**What you need to do**
Pick out and copy every line in the material below that contains the word "fruit". Capitalization must match.

# # # # # # #

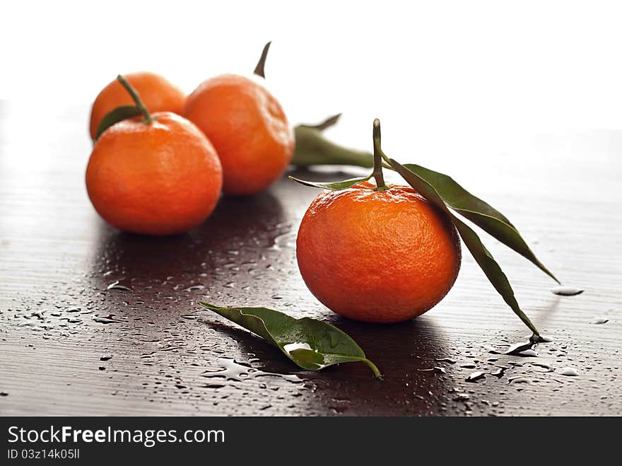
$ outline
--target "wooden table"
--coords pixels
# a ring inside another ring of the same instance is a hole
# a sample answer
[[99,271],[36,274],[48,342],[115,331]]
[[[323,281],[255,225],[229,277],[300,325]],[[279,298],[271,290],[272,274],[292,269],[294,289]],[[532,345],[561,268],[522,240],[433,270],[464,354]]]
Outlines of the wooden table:
[[[519,302],[553,339],[537,357],[520,357],[489,352],[529,332],[466,250],[456,285],[423,316],[348,321],[313,298],[296,266],[296,231],[314,190],[283,180],[254,197],[223,198],[186,235],[119,233],[86,194],[87,106],[43,121],[28,108],[0,105],[0,414],[622,414],[622,132],[526,136],[503,153],[454,154],[451,170],[447,160],[419,159],[502,210],[563,281],[585,289],[553,295],[550,279],[484,235]],[[117,281],[129,289],[107,289]],[[300,371],[201,311],[200,300],[329,321],[385,380],[360,364]],[[509,368],[498,378],[495,365]],[[240,380],[204,376],[225,367]],[[565,367],[578,376],[562,375]],[[488,373],[465,381],[476,371]]]

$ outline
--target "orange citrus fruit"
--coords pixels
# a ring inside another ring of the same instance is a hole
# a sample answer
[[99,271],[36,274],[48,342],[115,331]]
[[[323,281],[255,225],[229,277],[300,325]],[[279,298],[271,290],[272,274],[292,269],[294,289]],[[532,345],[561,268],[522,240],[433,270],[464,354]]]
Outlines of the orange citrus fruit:
[[335,313],[401,322],[450,291],[460,242],[447,216],[413,188],[375,187],[365,182],[314,199],[298,231],[298,267],[311,292]]
[[208,79],[188,96],[183,115],[218,153],[225,194],[266,190],[293,156],[293,132],[281,104],[259,78],[225,74]]
[[[186,95],[177,86],[158,74],[142,71],[124,75],[150,112],[172,112],[181,115]],[[100,122],[117,107],[131,105],[134,101],[116,79],[102,89],[90,110],[90,139],[95,139]]]
[[86,169],[88,196],[100,215],[121,230],[183,233],[216,205],[223,180],[218,155],[185,118],[137,106],[143,120],[116,123],[95,142]]

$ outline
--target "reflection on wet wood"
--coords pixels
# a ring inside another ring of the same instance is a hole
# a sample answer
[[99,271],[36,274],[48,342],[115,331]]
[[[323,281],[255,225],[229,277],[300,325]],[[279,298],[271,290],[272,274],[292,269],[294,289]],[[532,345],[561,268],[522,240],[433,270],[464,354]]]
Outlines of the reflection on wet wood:
[[[533,353],[508,354],[528,331],[466,255],[450,293],[421,318],[384,326],[348,321],[315,300],[295,264],[295,231],[313,189],[283,180],[255,197],[223,199],[186,235],[122,233],[97,217],[86,195],[86,110],[52,119],[48,134],[24,139],[2,108],[1,414],[622,414],[614,220],[622,158],[611,153],[622,134],[607,133],[617,141],[609,149],[599,133],[580,135],[582,148],[563,164],[558,149],[547,160],[537,147],[512,157],[508,146],[503,173],[495,154],[474,161],[476,173],[457,161],[457,178],[512,219],[565,284],[585,290],[551,293],[554,284],[541,272],[483,235],[522,307],[551,339]],[[551,136],[547,147],[563,145],[555,137],[566,136]],[[590,153],[593,146],[600,152]],[[590,170],[588,162],[600,168]],[[488,185],[469,183],[479,177]],[[543,189],[548,195],[539,195]],[[201,310],[199,300],[326,319],[360,344],[385,380],[358,364],[300,371]]]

# # # # # # #

**Task result**
--target "orange citrus fruit"
Outlines of the orange citrus fruit:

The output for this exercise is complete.